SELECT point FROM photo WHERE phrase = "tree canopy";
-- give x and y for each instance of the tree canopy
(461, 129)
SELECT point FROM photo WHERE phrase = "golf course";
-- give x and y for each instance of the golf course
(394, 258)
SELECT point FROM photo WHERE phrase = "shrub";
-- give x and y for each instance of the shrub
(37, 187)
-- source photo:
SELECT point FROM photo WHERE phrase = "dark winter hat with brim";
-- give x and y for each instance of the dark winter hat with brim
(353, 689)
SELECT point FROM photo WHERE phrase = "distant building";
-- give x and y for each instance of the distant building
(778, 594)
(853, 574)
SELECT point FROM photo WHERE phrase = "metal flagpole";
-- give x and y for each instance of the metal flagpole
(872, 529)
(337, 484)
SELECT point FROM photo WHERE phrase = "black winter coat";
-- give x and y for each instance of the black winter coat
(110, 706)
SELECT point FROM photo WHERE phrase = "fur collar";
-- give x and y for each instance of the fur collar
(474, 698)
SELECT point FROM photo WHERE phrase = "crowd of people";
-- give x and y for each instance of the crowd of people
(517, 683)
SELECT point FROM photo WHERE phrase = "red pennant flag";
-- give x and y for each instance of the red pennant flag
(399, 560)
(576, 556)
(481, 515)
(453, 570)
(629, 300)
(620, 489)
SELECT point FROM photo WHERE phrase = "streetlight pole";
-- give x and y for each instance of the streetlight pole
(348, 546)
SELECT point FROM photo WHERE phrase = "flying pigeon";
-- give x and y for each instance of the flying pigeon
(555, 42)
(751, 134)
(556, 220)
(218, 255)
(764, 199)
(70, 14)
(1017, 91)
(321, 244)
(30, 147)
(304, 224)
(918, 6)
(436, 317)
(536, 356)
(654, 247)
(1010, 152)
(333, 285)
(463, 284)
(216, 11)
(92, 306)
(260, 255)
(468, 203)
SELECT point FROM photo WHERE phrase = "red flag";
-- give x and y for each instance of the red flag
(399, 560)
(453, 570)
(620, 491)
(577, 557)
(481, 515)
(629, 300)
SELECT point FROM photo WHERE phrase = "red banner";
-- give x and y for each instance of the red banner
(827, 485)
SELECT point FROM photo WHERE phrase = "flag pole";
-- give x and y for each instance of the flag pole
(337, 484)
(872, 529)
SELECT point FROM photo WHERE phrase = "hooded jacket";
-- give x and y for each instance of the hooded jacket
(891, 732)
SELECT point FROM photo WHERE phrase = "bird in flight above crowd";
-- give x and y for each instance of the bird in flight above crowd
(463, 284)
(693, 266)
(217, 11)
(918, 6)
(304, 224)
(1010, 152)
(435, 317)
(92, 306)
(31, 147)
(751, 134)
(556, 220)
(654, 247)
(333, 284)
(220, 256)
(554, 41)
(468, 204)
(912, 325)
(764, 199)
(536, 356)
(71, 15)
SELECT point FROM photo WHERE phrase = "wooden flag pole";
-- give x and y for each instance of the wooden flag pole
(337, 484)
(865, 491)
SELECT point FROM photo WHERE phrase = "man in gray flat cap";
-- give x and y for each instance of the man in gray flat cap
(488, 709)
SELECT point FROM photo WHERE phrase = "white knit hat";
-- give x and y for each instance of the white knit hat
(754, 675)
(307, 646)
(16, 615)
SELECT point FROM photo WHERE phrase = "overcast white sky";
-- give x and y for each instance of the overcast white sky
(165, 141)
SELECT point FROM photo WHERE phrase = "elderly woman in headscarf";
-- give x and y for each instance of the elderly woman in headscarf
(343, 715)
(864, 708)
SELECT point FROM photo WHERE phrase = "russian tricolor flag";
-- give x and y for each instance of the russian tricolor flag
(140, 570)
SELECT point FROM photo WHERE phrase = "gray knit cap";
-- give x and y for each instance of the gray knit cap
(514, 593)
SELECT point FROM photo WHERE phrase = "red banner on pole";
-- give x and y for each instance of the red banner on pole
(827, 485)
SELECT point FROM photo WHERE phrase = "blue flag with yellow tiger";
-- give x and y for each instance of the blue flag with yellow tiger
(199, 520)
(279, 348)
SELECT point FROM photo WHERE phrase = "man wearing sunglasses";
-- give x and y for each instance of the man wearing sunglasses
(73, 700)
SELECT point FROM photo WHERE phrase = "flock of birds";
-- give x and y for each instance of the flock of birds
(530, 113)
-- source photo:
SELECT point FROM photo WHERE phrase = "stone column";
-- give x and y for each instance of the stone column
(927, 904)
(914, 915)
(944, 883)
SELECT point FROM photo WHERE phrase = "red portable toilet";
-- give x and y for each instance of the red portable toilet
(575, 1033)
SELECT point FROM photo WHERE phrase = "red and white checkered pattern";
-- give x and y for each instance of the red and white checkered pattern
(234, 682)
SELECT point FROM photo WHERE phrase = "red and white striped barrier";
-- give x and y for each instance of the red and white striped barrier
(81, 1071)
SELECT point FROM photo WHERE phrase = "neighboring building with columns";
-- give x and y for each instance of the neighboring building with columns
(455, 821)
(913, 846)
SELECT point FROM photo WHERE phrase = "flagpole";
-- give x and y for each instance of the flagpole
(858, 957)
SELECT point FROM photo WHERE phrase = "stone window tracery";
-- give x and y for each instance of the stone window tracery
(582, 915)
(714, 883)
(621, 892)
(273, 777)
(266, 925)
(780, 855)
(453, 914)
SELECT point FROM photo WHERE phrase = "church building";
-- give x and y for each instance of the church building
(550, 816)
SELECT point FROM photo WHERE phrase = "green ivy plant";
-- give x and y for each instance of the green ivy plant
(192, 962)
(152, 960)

##########

Problem to work on:
Transcribe the whole listing with nothing added or left out.

In response:
SELECT point FROM photo WHERE phrase = "tree canopy";
-- give x and y for each instance of the tree canopy
(461, 129)
SELECT point FROM photo WHERE phrase = "golf course";
-- give x and y for each instance of the golf course
(394, 258)
SELECT point FROM photo WHERE phrase = "shrub";
-- give x and y for each instance of the shrub
(37, 187)
-- source photo:
SELECT point FROM photo WHERE phrase = "dark winter hat with brim";
-- give x and y for each instance of the dark winter hat with brim
(353, 689)
SELECT point FROM photo WHERE phrase = "distant building";
-- give x and y for each instance of the distant building
(778, 594)
(853, 574)
SELECT point FROM photo WHERE phrase = "metal flagpole";
-- give x and y for each instance of the metal flagpole
(872, 529)
(337, 484)
SELECT point FROM photo WHERE phrase = "black winter coat";
-- give x and y for each instance of the black winter coat
(110, 706)
SELECT point FROM photo WHERE phrase = "fur collar";
-- give x and y for each instance of the fur collar
(474, 698)
SELECT point FROM photo WHERE phrase = "crowd of people";
-- give x and y for each instance of the crowd of people
(517, 683)
SELECT point FROM photo WHERE phrase = "red pennant flag";
-- give x and y for each instance of the red pennant flag
(399, 560)
(576, 556)
(481, 515)
(453, 570)
(629, 300)
(620, 489)
SELECT point FROM photo WHERE phrase = "streetlight pole";
-- give x and y for each instance of the streetlight pole
(348, 546)
SELECT point FROM photo WHERE phrase = "flying pigeon";
-- give x and y for each instance of the flying pigeon
(555, 42)
(751, 134)
(556, 220)
(218, 255)
(764, 199)
(70, 14)
(1017, 91)
(321, 244)
(30, 147)
(304, 224)
(918, 6)
(436, 317)
(536, 356)
(654, 247)
(1010, 152)
(333, 285)
(463, 284)
(216, 11)
(92, 306)
(260, 255)
(468, 203)
SELECT point FROM photo WHERE phrase = "red flag";
-- give x and y for each instance of the red flag
(399, 560)
(453, 570)
(620, 491)
(577, 557)
(481, 515)
(629, 300)
SELECT point FROM photo WHERE phrase = "red banner";
-- give x and y for each instance of the red banner
(827, 485)
SELECT point FROM photo WHERE phrase = "flag pole";
-- give x and y for each instance of the flag pole
(337, 484)
(872, 529)
SELECT point FROM photo WHERE phrase = "hooded jacket";
-- give x and y for each instance of the hooded jacket
(891, 732)
SELECT point FROM photo WHERE phrase = "bird in flight above crowd";
-- give x and y for each instance of the bird in flight above crowd
(463, 284)
(693, 266)
(217, 11)
(918, 6)
(304, 224)
(1010, 152)
(435, 317)
(92, 306)
(31, 147)
(751, 134)
(556, 220)
(654, 247)
(333, 284)
(220, 256)
(554, 41)
(468, 204)
(912, 325)
(764, 199)
(536, 356)
(71, 15)
SELECT point FROM photo WHERE phrase = "wooden flag pole";
-- give x and y for each instance of the wooden flag pole
(337, 484)
(865, 491)
SELECT point FROM photo WHERE phrase = "man in gray flat cap";
-- give x and y for each instance of the man in gray flat cap
(488, 709)
SELECT point FROM photo WHERE phrase = "white knit hat";
-- give x and y for each instance of the white knit hat
(754, 675)
(307, 646)
(16, 615)
SELECT point FROM photo WHERE phrase = "overcast white sky";
-- give x and y for each instance of the overcast white sky
(165, 141)
SELECT point FROM photo WHERE phrase = "elderly woman in headscarf";
-- give x and y for each instance of the elderly woman in headscarf
(343, 715)
(864, 708)
SELECT point FROM photo WHERE phrase = "russian tricolor flag";
-- give x and y for each instance of the russian tricolor flag
(140, 570)
SELECT point FROM photo WHERE phrase = "gray knit cap";
-- give x and y for each instance of the gray knit cap
(514, 593)
SELECT point FROM photo WHERE phrase = "red banner on pole";
-- give x and y for each instance of the red banner on pole
(827, 485)
SELECT point FROM photo WHERE phrase = "blue flag with yellow tiger";
-- give x and y for each instance of the blue flag with yellow tiger
(199, 520)
(279, 348)
SELECT point FROM photo WHERE phrase = "man wearing sunglasses";
-- give x and y for each instance of the man wearing sunglasses
(73, 700)
SELECT point FROM photo WHERE phrase = "flock of birds";
-- give x and y for each instance of the flock of birds
(530, 113)
-- source photo:
SELECT point FROM photo WHERE phrase = "stone column";
-- give x and y for each instance of the stone column
(927, 904)
(914, 915)
(944, 883)
SELECT point FROM photo WHERE phrase = "red portable toilet";
-- give x and y for each instance of the red portable toilet
(575, 1033)
SELECT point FROM photo WHERE phrase = "red and white checkered pattern";
-- give x and y for each instance of the red and white checkered pattern
(234, 682)
SELECT point FROM photo WHERE phrase = "red and white striped barrier";
-- give x and y for each instance of the red and white striped barrier
(81, 1071)
SELECT point FROM photo WHERE phrase = "neighboring building with columns";
-- give x and y for each instance of the neighboring building with columns
(455, 821)
(913, 846)
SELECT point FROM photo WHERE phrase = "flagpole";
-- give x and y for each instance of the flagpole
(858, 957)
SELECT point FROM photo WHERE phrase = "stone window tracery";
-- give x and y for each instance of the stone window tracery
(582, 915)
(714, 883)
(621, 892)
(273, 777)
(266, 925)
(780, 855)
(453, 914)
SELECT point FROM photo WHERE phrase = "church building";
-- give x and y for each instance of the church building
(550, 816)
SELECT point FROM photo WHERE phrase = "green ivy plant";
-- give x and y for each instance of the green ivy plant
(192, 962)
(152, 960)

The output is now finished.